Collect every line in the material below that contains the string "harbor", and copy each of those lines in full.
-- BEGIN The data --
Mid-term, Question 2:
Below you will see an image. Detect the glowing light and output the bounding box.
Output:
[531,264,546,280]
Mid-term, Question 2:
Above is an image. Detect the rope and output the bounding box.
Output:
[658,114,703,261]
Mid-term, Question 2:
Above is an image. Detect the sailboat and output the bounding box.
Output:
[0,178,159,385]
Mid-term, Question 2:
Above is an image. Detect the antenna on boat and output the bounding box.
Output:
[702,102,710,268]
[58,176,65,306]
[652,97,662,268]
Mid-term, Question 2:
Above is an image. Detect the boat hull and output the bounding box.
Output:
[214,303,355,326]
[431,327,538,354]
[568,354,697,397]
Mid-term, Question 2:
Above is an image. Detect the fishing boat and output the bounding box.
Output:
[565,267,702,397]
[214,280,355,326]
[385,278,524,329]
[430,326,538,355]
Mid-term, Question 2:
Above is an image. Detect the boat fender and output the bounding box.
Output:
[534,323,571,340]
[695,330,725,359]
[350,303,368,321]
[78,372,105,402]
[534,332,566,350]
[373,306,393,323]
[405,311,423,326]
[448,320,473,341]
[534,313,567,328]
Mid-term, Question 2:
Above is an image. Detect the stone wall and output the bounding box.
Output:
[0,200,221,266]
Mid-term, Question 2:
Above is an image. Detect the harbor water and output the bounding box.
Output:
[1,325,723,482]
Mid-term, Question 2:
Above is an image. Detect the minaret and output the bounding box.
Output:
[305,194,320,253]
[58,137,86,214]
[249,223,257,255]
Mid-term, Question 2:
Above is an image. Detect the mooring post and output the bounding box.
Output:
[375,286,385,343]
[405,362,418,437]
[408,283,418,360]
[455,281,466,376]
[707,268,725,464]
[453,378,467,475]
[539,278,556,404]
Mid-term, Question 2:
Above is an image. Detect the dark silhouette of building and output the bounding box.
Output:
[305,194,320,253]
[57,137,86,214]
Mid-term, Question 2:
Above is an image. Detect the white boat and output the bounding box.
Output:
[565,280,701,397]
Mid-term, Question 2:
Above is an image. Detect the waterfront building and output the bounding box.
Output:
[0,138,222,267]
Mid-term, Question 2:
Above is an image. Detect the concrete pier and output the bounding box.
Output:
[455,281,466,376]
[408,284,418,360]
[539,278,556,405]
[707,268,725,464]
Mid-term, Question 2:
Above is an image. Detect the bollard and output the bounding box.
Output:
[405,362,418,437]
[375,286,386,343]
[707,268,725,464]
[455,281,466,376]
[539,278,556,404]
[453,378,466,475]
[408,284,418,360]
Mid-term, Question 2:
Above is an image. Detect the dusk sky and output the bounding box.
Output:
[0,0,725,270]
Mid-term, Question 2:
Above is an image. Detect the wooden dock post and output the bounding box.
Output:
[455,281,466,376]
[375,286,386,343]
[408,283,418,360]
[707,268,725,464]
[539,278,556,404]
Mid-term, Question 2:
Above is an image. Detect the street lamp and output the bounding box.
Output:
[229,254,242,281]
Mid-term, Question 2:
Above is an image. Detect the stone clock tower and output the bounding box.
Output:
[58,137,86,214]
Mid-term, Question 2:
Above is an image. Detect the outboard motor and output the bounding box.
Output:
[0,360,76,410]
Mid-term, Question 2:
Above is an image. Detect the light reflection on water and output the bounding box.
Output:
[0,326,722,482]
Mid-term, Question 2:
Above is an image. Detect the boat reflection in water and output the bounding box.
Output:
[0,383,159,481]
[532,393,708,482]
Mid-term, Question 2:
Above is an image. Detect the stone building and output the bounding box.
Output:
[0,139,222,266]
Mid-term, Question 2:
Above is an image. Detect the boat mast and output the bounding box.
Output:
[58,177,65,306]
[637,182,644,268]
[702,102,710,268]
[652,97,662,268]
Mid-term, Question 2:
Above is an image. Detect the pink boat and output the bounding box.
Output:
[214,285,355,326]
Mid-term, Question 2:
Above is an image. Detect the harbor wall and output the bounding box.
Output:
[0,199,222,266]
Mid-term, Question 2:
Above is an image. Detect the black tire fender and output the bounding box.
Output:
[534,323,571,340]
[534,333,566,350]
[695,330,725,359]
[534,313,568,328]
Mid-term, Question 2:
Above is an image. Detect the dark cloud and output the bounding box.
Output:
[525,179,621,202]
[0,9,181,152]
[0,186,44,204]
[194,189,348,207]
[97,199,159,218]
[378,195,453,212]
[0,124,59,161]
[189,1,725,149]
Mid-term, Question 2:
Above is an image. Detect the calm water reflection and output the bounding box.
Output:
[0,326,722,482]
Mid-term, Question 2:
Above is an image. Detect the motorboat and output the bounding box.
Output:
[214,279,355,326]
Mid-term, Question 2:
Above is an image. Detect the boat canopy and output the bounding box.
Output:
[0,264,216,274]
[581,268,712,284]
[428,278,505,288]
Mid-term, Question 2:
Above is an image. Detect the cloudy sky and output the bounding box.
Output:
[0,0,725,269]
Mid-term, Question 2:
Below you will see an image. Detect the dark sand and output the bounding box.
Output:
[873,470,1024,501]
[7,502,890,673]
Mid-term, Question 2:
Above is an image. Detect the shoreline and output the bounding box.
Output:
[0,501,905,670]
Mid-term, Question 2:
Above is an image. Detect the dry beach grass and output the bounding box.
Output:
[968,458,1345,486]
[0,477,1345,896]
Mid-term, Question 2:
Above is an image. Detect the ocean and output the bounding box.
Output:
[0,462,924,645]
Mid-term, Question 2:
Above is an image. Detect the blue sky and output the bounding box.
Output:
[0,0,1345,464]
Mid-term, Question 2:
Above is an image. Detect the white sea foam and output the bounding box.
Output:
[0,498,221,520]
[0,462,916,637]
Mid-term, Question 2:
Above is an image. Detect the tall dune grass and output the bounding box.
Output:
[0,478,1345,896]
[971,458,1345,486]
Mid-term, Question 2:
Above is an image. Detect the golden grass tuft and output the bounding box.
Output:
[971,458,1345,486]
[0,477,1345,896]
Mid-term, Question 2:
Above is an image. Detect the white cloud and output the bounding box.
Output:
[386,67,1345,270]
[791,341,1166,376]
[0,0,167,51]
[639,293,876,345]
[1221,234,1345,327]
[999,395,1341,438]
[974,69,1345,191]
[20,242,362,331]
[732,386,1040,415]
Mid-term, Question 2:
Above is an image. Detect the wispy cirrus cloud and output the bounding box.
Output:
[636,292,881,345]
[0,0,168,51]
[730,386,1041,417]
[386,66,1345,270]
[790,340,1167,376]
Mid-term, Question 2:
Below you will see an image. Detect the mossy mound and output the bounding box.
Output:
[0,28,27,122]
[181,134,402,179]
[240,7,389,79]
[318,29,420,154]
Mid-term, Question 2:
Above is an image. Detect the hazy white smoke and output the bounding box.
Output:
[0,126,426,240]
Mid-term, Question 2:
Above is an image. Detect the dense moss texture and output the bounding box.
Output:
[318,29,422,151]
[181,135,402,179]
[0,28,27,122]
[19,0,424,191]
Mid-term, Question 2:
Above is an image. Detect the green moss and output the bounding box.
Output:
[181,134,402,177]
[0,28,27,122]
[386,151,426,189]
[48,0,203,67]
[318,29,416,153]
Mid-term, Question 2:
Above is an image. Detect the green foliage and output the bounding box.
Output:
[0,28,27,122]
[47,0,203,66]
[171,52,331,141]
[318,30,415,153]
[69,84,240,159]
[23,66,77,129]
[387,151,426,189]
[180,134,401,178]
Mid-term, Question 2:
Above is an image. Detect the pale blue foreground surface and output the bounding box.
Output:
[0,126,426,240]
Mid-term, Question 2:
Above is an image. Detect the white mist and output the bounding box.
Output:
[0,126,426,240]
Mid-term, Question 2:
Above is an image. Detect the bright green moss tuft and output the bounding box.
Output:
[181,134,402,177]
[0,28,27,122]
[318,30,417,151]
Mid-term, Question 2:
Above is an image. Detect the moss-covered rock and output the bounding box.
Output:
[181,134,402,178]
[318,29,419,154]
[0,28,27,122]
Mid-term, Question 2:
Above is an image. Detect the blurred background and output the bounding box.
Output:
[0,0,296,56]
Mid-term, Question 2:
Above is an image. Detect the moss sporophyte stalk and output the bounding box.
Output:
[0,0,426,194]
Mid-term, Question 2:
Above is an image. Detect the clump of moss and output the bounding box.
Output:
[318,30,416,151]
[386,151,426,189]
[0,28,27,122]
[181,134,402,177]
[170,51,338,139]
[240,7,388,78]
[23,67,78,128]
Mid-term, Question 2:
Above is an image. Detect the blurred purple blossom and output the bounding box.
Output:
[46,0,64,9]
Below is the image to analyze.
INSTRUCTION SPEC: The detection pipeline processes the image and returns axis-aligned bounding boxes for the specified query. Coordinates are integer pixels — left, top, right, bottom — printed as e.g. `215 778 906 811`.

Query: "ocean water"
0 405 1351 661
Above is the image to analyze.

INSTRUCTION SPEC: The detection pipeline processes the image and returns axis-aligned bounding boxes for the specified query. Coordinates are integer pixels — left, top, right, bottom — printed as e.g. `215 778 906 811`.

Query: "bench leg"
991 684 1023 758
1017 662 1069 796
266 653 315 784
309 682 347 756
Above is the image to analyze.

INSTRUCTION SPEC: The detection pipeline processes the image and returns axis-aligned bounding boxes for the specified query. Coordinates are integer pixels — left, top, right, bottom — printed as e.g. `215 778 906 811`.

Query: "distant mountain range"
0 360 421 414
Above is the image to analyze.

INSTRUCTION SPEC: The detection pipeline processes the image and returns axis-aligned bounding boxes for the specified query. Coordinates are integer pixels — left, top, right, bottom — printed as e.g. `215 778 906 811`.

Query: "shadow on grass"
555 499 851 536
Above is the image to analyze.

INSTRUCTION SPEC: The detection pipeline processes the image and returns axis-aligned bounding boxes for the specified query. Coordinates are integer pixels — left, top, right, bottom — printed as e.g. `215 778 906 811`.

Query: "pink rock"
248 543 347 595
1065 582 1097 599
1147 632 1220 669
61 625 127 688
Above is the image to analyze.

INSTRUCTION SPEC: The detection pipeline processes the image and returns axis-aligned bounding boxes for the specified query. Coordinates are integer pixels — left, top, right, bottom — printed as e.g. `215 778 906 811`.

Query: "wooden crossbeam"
-- END The data --
Full answer:
Above is an image. Detect the harbor water and output the bounding box.
Above is an image. Detect the harbor wall and output the bounding box.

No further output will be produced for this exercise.